[Stored data]
-.-.-

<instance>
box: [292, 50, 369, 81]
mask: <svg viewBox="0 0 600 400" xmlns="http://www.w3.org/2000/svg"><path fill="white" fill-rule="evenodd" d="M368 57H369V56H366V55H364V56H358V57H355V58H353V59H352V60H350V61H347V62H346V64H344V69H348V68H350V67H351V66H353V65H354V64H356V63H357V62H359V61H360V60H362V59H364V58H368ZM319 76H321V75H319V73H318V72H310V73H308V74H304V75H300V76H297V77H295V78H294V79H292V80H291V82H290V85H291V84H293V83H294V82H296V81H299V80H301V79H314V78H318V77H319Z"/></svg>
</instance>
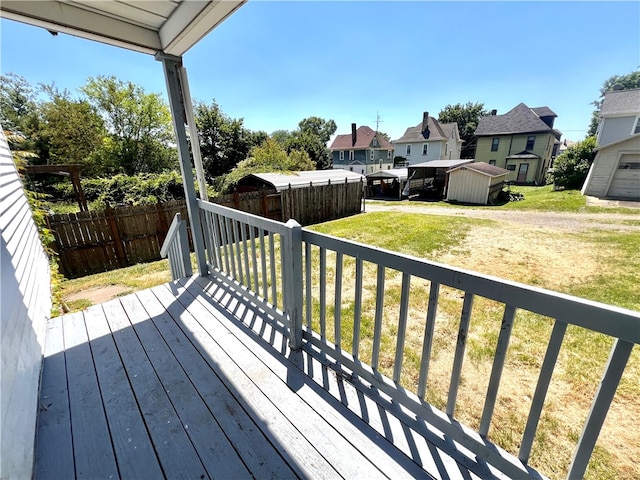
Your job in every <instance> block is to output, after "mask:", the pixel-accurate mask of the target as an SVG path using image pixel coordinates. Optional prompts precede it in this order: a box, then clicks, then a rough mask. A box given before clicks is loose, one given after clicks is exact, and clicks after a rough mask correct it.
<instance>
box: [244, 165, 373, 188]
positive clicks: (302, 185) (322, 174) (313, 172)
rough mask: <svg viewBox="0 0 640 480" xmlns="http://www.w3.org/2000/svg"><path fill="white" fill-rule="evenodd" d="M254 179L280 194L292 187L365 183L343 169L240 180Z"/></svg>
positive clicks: (299, 173) (323, 170) (290, 174)
mask: <svg viewBox="0 0 640 480" xmlns="http://www.w3.org/2000/svg"><path fill="white" fill-rule="evenodd" d="M249 178H254V179H258V180H261V181H263V182H264V183H266V184H269V185H271V186H272V187H273V188H275V189H276V191H278V192H280V191H282V190H285V189H287V188H289V186H291V188H304V187H308V186H309V185H316V186H318V185H328V184H329V183H333V184H336V183H345V182H347V183H355V182H361V181H364V179H365V177H364V175H361V174H359V173H355V172H351V171H349V170H343V169H333V170H310V171H305V172H290V173H252V174H249V175H247V176H246V177H243V178H242V179H240V181H239V182H238V184H241V183H242V181H243V180H245V179H249Z"/></svg>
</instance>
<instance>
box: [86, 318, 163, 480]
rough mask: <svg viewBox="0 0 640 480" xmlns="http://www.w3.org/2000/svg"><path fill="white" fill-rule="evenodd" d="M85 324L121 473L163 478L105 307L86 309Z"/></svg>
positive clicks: (118, 463) (138, 477)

-.-.-

→ **EXERCISE BRIEF**: What is needed is a word-for-word copy of the records above, excluding pictures.

→ **SOLUTION**:
<instance>
box: [292, 50, 369, 81]
mask: <svg viewBox="0 0 600 400" xmlns="http://www.w3.org/2000/svg"><path fill="white" fill-rule="evenodd" d="M368 57H369V56H366V55H364V56H358V57H355V58H353V59H352V60H350V61H347V62H346V64H344V69H348V68H350V67H351V66H353V65H354V64H356V63H357V62H359V61H360V60H362V59H364V58H368ZM319 76H321V75H319V73H318V72H310V73H308V74H304V75H300V76H297V77H295V78H294V79H292V80H291V82H290V85H291V84H293V83H294V82H296V81H299V80H301V79H314V78H318V77H319Z"/></svg>
</instance>
Your job in every <instance> block is to output, after "mask:", the pixel-accurate mask of the target as an SVG path using image pixel coordinates. Optional prompts precede it in this order: a box, then clicks, then a rough mask. A box given before clicks is loose, one given after clicks is exact, and clicks after a rough mask correct it.
<instance>
box: [244, 165, 373, 188]
positive clicks: (302, 185) (322, 174) (313, 172)
rough mask: <svg viewBox="0 0 640 480" xmlns="http://www.w3.org/2000/svg"><path fill="white" fill-rule="evenodd" d="M254 179L280 194L292 187L365 183L343 169L240 180Z"/></svg>
positive clicks: (299, 173) (323, 170) (290, 174)
mask: <svg viewBox="0 0 640 480" xmlns="http://www.w3.org/2000/svg"><path fill="white" fill-rule="evenodd" d="M249 178H254V179H258V180H261V181H263V182H264V183H266V184H269V185H271V186H272V187H273V188H275V189H276V191H278V192H280V191H282V190H285V189H287V188H289V186H291V188H304V187H308V186H309V185H316V186H318V185H328V184H329V183H333V184H336V183H345V182H347V183H355V182H361V181H364V179H365V177H364V175H361V174H359V173H355V172H351V171H349V170H343V169H333V170H310V171H305V172H290V173H252V174H249V175H247V176H246V177H243V178H242V179H240V181H239V182H238V184H241V183H242V181H243V180H245V179H249Z"/></svg>
</instance>
<instance>
box: [86, 318, 163, 480]
rough mask: <svg viewBox="0 0 640 480" xmlns="http://www.w3.org/2000/svg"><path fill="white" fill-rule="evenodd" d="M85 324L121 473L163 478L105 307L86 309Z"/></svg>
positive clicks: (118, 463) (138, 477)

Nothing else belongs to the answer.